When your earliest memories were crime, drugs, guns, gangs, and violence—when your “career training” is survival and your role models live by the streets—how are you supposed to imagine a different life? From the outside, the road out doesn’t even look visible. That’s one of the reasons Orsis V. is so impressive: he’s carving his own exit route in real time, with the odds stacked against him in every direction.

And what makes it even wilder is that when you sit with him, Orsis doesn’t feel like a man built out of violence. There’s a sweetness to him. A gentle kind of humor. A softness behind the edge. It’s hard to picture the life he’s lived—until he starts telling the stories, and suddenly you realize he isn’t exaggerating. His memories move like a movie: the chaos, the speed, the adrenaline, the danger. Some of the stories are so wild they sound unreal—like being a teenager in 90s Los Angeles and landing a job at the Chinese Theatre in Hollywood, watching premieres and meeting celebrities like it was normal. Orsis talks about smoking weed with Bone Thugs-N-Harmony and even throwing up on Snoop Dogg’s shoes. It’s funny, almost unbelievable—until you notice the tattoos, the intensity behind his eyes, and the fact that he still has a bullet lodged in his head. One would never think at 17 he used to mob around the city on his bicycle in a psychedelic ghostbuster-induced state [a crack laced pcp dipped blunt] with an Uzi in his backpack—ready to take on anything the world was gonna throw at him, or “leave a good corpse,” as he puts it.

EXERCISE DATA =
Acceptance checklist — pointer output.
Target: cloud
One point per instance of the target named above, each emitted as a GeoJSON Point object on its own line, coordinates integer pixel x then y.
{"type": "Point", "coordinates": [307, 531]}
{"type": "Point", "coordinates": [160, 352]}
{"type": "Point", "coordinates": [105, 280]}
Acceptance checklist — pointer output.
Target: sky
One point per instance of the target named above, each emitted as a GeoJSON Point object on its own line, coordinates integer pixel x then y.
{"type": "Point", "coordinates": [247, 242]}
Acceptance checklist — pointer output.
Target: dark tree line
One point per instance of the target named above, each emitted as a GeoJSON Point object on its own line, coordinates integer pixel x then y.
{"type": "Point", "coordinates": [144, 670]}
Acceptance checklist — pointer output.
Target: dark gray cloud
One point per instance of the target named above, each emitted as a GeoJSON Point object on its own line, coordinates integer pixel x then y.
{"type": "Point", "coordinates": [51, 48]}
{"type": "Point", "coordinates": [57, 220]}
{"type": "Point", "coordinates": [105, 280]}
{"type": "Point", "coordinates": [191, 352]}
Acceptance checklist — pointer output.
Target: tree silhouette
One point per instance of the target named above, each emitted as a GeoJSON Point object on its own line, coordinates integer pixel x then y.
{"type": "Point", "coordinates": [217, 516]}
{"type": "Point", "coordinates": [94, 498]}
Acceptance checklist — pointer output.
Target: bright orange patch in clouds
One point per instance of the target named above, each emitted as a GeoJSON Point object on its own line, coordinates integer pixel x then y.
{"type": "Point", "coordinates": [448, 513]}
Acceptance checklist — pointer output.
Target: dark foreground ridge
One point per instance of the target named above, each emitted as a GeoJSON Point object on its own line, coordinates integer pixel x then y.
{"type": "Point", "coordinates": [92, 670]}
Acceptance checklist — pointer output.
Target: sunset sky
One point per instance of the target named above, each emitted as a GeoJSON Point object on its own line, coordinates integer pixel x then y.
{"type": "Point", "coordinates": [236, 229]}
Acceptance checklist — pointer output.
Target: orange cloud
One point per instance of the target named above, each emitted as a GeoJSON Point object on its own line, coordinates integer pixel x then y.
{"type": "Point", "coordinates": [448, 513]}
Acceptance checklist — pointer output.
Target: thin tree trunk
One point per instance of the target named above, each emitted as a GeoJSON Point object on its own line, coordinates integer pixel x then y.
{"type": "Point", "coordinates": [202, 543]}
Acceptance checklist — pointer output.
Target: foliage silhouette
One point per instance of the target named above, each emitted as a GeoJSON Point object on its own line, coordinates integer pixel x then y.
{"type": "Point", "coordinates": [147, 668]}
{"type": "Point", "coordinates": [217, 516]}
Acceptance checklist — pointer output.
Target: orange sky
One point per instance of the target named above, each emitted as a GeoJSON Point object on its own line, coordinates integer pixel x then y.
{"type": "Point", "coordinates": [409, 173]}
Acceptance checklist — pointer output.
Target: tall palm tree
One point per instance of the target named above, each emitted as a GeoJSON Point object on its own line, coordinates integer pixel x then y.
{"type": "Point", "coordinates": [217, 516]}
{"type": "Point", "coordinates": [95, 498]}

REQUIRED WORK =
Carry on the profile of Orsis V. from the point where it stops. The entries are not needed for what comes next.

RESPONSE BOX =
For Orsis, discovering a way of living life that keeps him alive, out of prison, and actually happy, has been a lifelong battle of the highest stakes. He has walked a very thin line and complicated balance involving a necessity to appease superiors, while battling serious drug addiction, staying out of the firing line of enemies, and constantly in and out of incarceration. It’s truly a blessing that he is alive and able to tell his story for us today. It seems like Orsis has always carried humor and edge in the same breath. The kind of personality that survives by staying sharp—even when life is heavy.

He was raised by his mother, a Guatemalan immigrant who came to the U.S. legally, worked constantly, and carried the kind of strict love that can feel like protection and pressure at the same time. Orsis remembers both versions of her clearly. He remembers fear—being disciplined hard, being whipped with a belt buckle at a young age. But he also remembers her imagination, the way she tried to give her sons joy even without money. “She would take me to Venice Beach and tell me it’s Hawaii, if I wanted to go to Japan, she’d take me to Koreatown…She sacrificed most of her life for me and my brother.”

By eight, Orsis experienced trauma as a result of sexual abuse that rerouted his entire emotional world. He was a happy kid before that, he says. After that, he became angry. Quiet. Hard. “Either you become a victim, or you become an aggressor.” He chose aggression—because anger felt like power, and power felt like safety.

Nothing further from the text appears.